Stored data entries:
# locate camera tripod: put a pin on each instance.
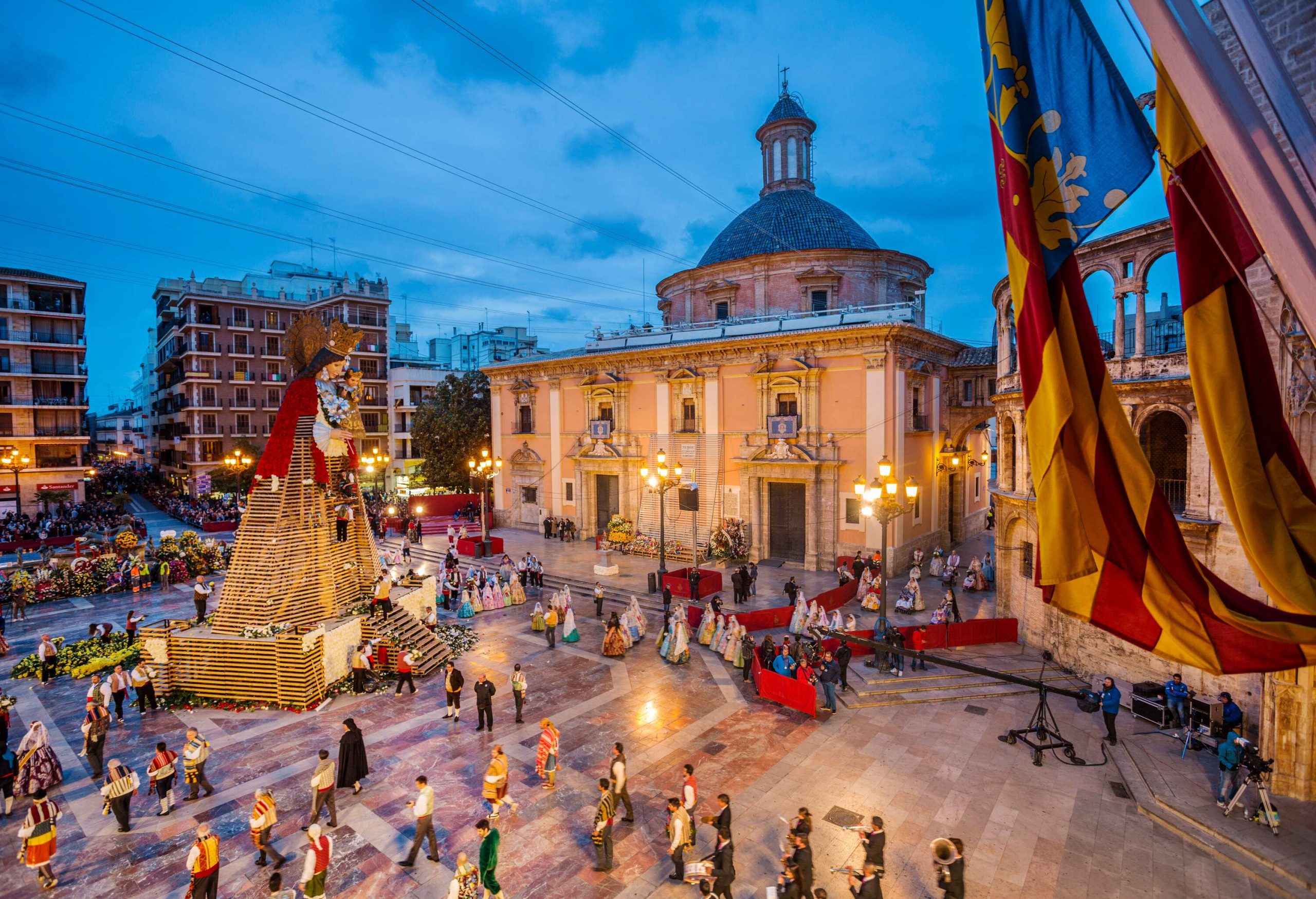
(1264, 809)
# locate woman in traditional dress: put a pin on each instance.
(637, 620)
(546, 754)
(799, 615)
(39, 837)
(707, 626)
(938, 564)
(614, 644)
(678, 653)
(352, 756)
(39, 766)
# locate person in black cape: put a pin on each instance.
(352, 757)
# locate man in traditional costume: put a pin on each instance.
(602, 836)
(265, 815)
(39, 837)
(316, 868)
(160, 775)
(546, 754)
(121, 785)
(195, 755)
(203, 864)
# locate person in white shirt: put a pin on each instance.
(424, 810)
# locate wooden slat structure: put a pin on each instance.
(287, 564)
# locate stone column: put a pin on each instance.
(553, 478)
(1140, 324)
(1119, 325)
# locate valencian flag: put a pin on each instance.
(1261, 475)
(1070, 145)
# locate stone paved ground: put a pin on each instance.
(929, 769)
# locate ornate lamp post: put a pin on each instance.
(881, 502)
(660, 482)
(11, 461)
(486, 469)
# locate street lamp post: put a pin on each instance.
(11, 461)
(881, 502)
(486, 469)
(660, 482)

- _Your task_: Copy the entries from the line containing "# locate stone paved" through the end of the entries, keeping every line identical.

- _Reply_:
# locate stone paved ground: put a pin on each instance.
(929, 769)
# locate ornate lamp post: put a pin on each instance.
(881, 502)
(660, 482)
(11, 461)
(486, 469)
# locate street lamp post: put a pin on each instance.
(11, 461)
(881, 502)
(486, 469)
(660, 482)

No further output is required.